Input ::
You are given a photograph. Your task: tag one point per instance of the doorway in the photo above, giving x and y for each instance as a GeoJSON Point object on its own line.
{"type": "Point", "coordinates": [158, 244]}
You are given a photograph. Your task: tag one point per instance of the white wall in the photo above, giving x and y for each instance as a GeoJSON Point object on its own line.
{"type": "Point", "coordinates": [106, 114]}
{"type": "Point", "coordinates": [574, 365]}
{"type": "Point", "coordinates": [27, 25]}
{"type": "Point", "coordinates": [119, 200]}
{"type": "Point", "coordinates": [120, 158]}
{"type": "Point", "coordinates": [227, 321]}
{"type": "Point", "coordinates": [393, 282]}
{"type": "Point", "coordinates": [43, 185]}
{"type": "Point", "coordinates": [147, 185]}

Your assignment :: The whole listing, word for word, is the required answer.

Answer to this problem ::
You are given a photograph. Your task: tag one point per instance of the doorway in the photo above, giving x and y for each instance as a GeoJSON Point object on its own line.
{"type": "Point", "coordinates": [158, 244]}
You are given a photograph. Your task: tag one point per instance of the white wall in the photo above, giving x and y for each instance as a GeoJSON Point object on its own line.
{"type": "Point", "coordinates": [106, 114]}
{"type": "Point", "coordinates": [574, 365]}
{"type": "Point", "coordinates": [27, 25]}
{"type": "Point", "coordinates": [119, 200]}
{"type": "Point", "coordinates": [120, 158]}
{"type": "Point", "coordinates": [227, 321]}
{"type": "Point", "coordinates": [393, 282]}
{"type": "Point", "coordinates": [43, 185]}
{"type": "Point", "coordinates": [147, 185]}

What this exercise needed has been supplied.